▸ Required work
Reproduce the records below, switching every occurrence of "Verify that claim" to "Confirm that claim" and leaving all other text unchanged.

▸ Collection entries
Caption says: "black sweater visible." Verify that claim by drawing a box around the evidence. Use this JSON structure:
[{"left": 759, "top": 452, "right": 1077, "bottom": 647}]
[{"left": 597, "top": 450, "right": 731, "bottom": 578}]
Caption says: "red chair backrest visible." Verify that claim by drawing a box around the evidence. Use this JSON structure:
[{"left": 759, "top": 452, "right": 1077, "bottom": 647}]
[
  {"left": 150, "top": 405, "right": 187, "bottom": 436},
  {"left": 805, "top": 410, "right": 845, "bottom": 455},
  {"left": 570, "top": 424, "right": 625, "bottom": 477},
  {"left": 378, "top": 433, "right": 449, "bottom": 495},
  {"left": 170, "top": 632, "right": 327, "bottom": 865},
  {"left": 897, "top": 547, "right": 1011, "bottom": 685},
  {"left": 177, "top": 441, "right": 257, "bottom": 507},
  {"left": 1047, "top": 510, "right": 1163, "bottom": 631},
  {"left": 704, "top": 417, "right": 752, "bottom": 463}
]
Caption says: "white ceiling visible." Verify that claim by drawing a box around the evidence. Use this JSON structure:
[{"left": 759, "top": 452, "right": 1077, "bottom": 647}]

▸ Expected output
Caption says: "black sweater visible." Confirm that claim by drawing a box around the evidence. Use this JSON structure:
[{"left": 759, "top": 452, "right": 1077, "bottom": 647}]
[{"left": 597, "top": 450, "right": 731, "bottom": 578}]
Caption says: "red chair backrest visible." Confirm that claim by drawing a box around the evidence. Use this JSON structure:
[{"left": 759, "top": 452, "right": 1077, "bottom": 647}]
[
  {"left": 150, "top": 405, "right": 187, "bottom": 436},
  {"left": 805, "top": 410, "right": 845, "bottom": 455},
  {"left": 570, "top": 424, "right": 625, "bottom": 477},
  {"left": 378, "top": 433, "right": 449, "bottom": 495},
  {"left": 170, "top": 632, "right": 327, "bottom": 865},
  {"left": 897, "top": 547, "right": 1011, "bottom": 685},
  {"left": 177, "top": 441, "right": 257, "bottom": 507},
  {"left": 1047, "top": 510, "right": 1163, "bottom": 631},
  {"left": 704, "top": 417, "right": 752, "bottom": 463}
]
Caption says: "white ceiling visible." Confirm that claim by drawing a box around the evidence. Use this JSON structure:
[{"left": 759, "top": 452, "right": 1077, "bottom": 647}]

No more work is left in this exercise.